**Cosa si chiede:**
a: Quali luoghi geografici vengono nominati nel testo su Eitan Biran? Elencali tutti.
b: Nel testo su Eitan Biran, su quale social network la mamma di Eitan aveva pubblicato il post?
c: Riassumi in due frasi il testo su Eitan Biran.

**Blocco di testo:**

Pubblicato il 13 Novembre, 2021

Tel Aviv. “La mamma di Eitan ha pubblicato su Facebook un post in cui esprimeva la sua nostalgia per l’Italia e il suo desiderio di tornarci, quando le frontiere erano chiuse per il Covid e lei si trovava In Israele per visitare dei parenti, con queste parole: `La cosa peggiore è che non sappiamo quando potremo tornare´”. Lo scrivono i giudici israeliani, motivando la sentenza che dà ragione alla zia di Eitan Biran. Incombente sul superstite, nonostante il trascorrere dei mesi, la tragedia del Mottarone.

“Ha stretto legami con gli amichetti della sua età”

**Dati registrati:**
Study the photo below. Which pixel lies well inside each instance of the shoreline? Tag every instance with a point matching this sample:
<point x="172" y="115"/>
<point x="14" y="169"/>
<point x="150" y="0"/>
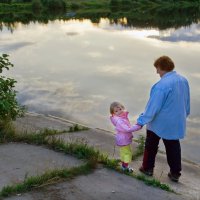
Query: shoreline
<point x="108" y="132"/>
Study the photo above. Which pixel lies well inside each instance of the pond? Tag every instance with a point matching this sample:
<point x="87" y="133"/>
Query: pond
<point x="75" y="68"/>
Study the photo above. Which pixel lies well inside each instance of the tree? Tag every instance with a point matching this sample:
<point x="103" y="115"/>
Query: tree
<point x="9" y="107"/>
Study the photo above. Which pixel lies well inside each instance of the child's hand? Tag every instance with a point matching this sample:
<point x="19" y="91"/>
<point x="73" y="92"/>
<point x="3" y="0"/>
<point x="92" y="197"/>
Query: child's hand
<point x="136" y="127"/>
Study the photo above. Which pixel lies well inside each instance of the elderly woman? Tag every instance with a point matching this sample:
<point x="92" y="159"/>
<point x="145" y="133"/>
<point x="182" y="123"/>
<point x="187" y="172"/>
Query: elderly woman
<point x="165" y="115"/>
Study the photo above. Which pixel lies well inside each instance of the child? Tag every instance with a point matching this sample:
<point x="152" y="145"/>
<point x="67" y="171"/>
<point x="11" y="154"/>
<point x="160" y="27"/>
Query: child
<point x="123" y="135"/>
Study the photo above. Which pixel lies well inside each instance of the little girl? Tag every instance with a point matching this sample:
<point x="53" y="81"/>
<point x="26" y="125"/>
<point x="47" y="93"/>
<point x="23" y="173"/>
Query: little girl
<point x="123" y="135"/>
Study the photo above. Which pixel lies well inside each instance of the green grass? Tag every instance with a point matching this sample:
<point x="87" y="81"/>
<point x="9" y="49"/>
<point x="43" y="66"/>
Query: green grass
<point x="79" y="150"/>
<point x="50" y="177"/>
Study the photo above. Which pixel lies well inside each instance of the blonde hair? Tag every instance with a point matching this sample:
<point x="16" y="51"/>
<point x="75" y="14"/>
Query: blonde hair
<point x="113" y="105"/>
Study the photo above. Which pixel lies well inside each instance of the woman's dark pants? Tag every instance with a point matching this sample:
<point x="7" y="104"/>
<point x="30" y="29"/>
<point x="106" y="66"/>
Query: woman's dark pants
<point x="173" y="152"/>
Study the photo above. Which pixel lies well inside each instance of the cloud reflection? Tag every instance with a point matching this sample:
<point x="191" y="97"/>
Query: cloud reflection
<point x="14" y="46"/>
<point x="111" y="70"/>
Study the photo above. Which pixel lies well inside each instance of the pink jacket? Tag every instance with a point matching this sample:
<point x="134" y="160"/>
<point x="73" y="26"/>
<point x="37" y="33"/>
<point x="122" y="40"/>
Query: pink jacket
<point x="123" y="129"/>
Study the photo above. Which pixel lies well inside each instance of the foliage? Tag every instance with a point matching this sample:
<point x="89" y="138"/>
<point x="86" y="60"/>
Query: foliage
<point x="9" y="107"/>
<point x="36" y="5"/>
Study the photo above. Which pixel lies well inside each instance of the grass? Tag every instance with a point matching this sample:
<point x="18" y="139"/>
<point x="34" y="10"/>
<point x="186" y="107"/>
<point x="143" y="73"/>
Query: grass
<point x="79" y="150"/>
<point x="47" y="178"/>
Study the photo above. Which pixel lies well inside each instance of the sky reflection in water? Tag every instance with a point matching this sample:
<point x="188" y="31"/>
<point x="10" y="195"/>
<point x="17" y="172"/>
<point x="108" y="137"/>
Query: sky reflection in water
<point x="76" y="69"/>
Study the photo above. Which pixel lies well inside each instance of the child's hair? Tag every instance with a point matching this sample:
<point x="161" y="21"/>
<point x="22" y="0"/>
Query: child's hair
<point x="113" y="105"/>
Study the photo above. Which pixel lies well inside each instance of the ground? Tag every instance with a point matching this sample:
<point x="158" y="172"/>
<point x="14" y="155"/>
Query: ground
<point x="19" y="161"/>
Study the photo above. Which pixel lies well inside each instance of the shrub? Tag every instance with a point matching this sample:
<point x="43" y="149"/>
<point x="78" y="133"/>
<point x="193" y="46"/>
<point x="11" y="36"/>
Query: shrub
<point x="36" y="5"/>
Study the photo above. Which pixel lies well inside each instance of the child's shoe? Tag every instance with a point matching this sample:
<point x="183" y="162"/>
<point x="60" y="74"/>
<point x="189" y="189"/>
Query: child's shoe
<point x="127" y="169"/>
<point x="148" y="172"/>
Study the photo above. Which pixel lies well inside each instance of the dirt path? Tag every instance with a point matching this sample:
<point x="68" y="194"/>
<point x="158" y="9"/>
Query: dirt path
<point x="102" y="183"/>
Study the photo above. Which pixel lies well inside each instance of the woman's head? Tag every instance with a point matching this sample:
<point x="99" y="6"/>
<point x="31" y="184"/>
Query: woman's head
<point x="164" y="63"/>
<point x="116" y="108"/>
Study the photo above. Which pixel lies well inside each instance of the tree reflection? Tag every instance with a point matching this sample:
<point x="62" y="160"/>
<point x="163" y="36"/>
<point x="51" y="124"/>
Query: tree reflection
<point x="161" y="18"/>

--

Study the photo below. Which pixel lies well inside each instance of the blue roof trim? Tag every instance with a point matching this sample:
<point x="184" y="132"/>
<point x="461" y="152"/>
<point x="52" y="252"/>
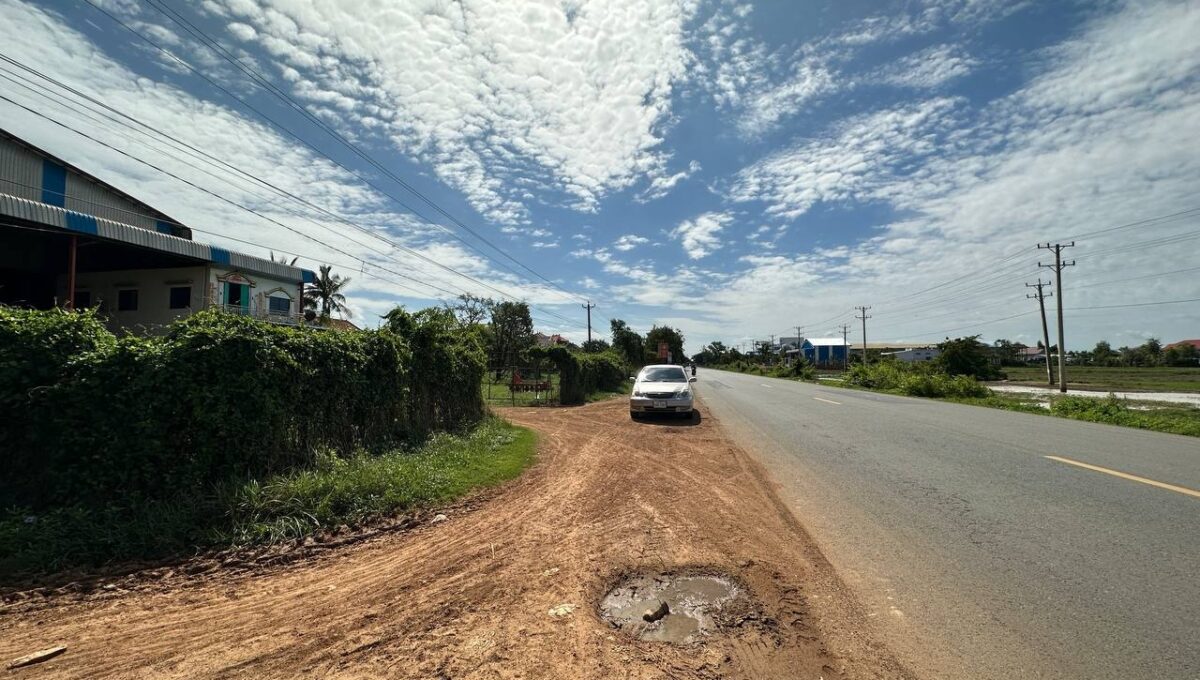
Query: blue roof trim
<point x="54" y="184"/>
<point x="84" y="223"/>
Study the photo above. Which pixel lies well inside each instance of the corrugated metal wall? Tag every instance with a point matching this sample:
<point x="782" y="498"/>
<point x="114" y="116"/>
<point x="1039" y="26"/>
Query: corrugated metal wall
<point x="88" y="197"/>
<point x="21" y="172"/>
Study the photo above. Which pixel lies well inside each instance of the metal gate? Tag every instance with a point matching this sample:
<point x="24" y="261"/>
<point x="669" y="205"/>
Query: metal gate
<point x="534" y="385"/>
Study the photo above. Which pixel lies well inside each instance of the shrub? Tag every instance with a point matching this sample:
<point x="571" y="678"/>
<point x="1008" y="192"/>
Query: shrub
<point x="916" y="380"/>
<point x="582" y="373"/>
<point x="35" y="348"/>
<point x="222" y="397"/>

==

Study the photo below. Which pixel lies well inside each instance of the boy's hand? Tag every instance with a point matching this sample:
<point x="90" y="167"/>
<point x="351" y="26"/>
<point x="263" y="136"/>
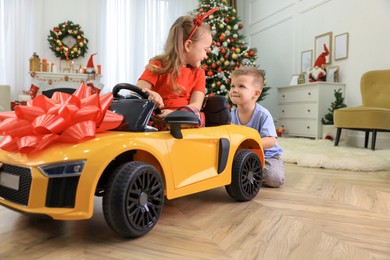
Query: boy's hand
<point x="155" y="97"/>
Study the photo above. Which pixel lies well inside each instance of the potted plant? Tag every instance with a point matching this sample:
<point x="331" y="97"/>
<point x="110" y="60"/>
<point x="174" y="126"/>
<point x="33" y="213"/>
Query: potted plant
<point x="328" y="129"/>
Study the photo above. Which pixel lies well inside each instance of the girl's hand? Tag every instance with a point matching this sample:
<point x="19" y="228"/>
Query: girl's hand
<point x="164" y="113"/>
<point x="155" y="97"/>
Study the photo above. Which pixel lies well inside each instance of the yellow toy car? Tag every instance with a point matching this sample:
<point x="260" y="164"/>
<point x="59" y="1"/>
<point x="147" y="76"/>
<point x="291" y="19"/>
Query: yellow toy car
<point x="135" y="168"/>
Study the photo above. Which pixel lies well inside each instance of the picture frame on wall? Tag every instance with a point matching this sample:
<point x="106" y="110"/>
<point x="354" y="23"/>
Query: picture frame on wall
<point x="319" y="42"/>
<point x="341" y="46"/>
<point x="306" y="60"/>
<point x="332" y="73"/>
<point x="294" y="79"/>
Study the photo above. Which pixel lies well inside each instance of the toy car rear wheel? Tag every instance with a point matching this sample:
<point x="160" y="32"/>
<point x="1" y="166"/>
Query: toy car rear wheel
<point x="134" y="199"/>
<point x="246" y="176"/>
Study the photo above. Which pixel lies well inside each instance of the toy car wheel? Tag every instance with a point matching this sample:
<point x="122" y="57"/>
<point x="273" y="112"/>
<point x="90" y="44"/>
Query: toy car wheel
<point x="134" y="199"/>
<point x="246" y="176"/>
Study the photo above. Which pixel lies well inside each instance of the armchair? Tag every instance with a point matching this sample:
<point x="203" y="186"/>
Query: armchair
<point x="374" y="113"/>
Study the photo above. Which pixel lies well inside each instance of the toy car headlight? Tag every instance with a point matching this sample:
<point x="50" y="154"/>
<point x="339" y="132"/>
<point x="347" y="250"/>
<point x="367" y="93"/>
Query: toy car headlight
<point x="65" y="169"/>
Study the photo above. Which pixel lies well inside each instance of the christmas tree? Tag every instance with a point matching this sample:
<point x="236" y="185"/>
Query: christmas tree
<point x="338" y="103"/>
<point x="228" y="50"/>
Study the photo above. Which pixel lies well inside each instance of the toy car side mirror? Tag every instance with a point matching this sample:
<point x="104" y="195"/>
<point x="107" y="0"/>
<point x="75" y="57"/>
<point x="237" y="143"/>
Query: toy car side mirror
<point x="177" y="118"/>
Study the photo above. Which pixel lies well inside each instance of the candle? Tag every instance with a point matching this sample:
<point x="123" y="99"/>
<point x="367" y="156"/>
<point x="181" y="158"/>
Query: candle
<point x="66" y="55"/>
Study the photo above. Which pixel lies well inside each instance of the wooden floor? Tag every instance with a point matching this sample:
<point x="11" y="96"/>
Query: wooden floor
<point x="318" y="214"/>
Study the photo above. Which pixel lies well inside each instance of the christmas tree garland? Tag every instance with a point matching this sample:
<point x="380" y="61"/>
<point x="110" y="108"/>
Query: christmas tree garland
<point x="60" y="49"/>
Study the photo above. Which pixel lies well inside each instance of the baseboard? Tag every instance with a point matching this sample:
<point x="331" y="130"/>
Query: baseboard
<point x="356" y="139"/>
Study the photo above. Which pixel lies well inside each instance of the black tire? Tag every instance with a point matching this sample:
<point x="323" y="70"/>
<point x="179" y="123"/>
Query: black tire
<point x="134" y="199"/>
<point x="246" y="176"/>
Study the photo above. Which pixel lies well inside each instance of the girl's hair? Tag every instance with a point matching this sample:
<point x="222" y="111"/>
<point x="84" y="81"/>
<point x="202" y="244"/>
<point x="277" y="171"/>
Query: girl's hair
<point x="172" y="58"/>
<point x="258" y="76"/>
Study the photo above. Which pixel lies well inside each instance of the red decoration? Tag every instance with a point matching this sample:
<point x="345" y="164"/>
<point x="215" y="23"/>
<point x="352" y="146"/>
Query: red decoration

**Risposte ai compiti:**
a: Tel Aviv, Italia, Israele, Mottarone

b: Su Facebook.

c: Nel motivare la sentenza che dà ragione alla zia di Eitan Biran, i giudici israeliani citano un post su Facebook. In quel post la madre del bambino, in Israele con le frontiere chiuse per il Covid, esprimeva nostalgia per l'Italia e il desiderio di tornarci, mentre sul superstite incombe ancora la tragedia del Mottarone.